Mehrwertsteuer senken und Co. für mehr Reparaturen Schuhmacher startet Petition für einen Reparaturbonus

Schuhe haben mittlerweile das Image von Wegwerfprodukten. Sie sind günstig und werden immer seltener repariert. Das Umweltbundesamt schlägt deshalb vor, die Mehrwertsteuer unter anderem auf Schuhreparaturen zu senken. Ein Schuhmachermeister fordert stärkere Anreize und hat eine Petition für einen Reparaturbonus für Schuhe gestartet.

Schuhmacher früher und heute
Schuhmacher früher und heute: Das Foto zeigt einen zentralen Kritikpunkt von Schuhmachermeister Andreas Baumbach, den er im Rahmen seiner Online-Petition äußert: Immer weniger Schuhe werden repariert, obwohl es drängender denn je wäre, auf mehr Ressourcenschutz zu achten. - © Andreas Baumbach

Fahrtkosten, Lebensmittel und generell all das, was wir konsumieren und im Alltag ver- und gebrauchen: Alles ist teurer geworden. Anfang Juni hat das Umweltbundesamt (UBA) Vorschläge veröffentlicht, die helfen sollen, Kosten zu senken. Im Mittelpunkt der Vorschläge steht: Sie sollen nicht nur die Verbraucher, sondern auch Klima und Umwelt entlasten – und das mit einer Senkung der Mehrwertsteuer.

Die Veröffentlichung hat die Diskussion vor allem über die Lebensmittelversorgung angeheizt. Ein anderer genannter Aspekt dagegen findet bislang wenig Beachtung in der öffentlichen Debatte. So schlägt das UBA auch vor, den Mehrwertsteuersatz auf ausgewählte Reparaturdienstleistungen zu senken, damit wieder mehr Menschen diese nutzen. Konkret gemeint sind dabei Reparaturdienstleistungen an Fahrrädern, Schuhen und Lederwaren, Kleidung und Haushaltswäsche. Für sie sollte nach Ansicht der Behörde nur noch eine Mehrwertsteuer von sieben statt 19 Prozent anfallen. So soll der Preis für die Dienstleistungen sinken – und das wiederum soll ein Anreiz sein, dass wieder mehr Menschen die genannten Gegenstände reparieren lassen statt sie durch neue zu ersetzen.

Mehr Reparaturen durch weniger Mehrwertsteuer?

▶ [KURZE AUFGABE A] Formatiere die Zeilen der folgenden Datensätze als nummerierte Liste und lass dabei alle Leerzeilen weg.

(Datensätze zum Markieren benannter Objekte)
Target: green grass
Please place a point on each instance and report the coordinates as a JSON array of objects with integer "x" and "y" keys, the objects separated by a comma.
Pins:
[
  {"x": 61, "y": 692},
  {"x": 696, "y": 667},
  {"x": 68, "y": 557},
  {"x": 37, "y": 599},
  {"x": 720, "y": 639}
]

▶ [KURZE AUFGABE B]
Beantworte diese Fragen zum zitierten Text über die Mehrwertsteuer auf Reparaturen kurz:
(i) Wann hat das Umweltbundesamt seine Vorschläge veröffentlicht?
(ii) Welcher Mehrwertsteuersatz soll nach Ansicht der Behörde statt 19 Prozent für ausgewählte Reparaturdienstleistungen gelten?
(iii) Wofür hat der Schuhmachermeister eine Petition gestartet?

▶ [FERTIGE ANTWORT A]
1. Target: green grass
2. Please place a point on each instance and report the coordinates as a JSON array of objects with integer "x" and "y" keys, the objects separated by a comma.
3. Pins:
4. [
5.   {"x": 61, "y": 692},
6.   {"x": 696, "y": 667},
7.   {"x": 68, "y": 557},
8.   {"x": 37, "y": 599},
9.   {"x": 720, "y": 639}
10. ]

▶ [FERTIGE ANTWORT B]
(i) Anfang Juni.
(ii) Sieben Prozent.
(iii) Für einen Reparaturbonus für Schuhe.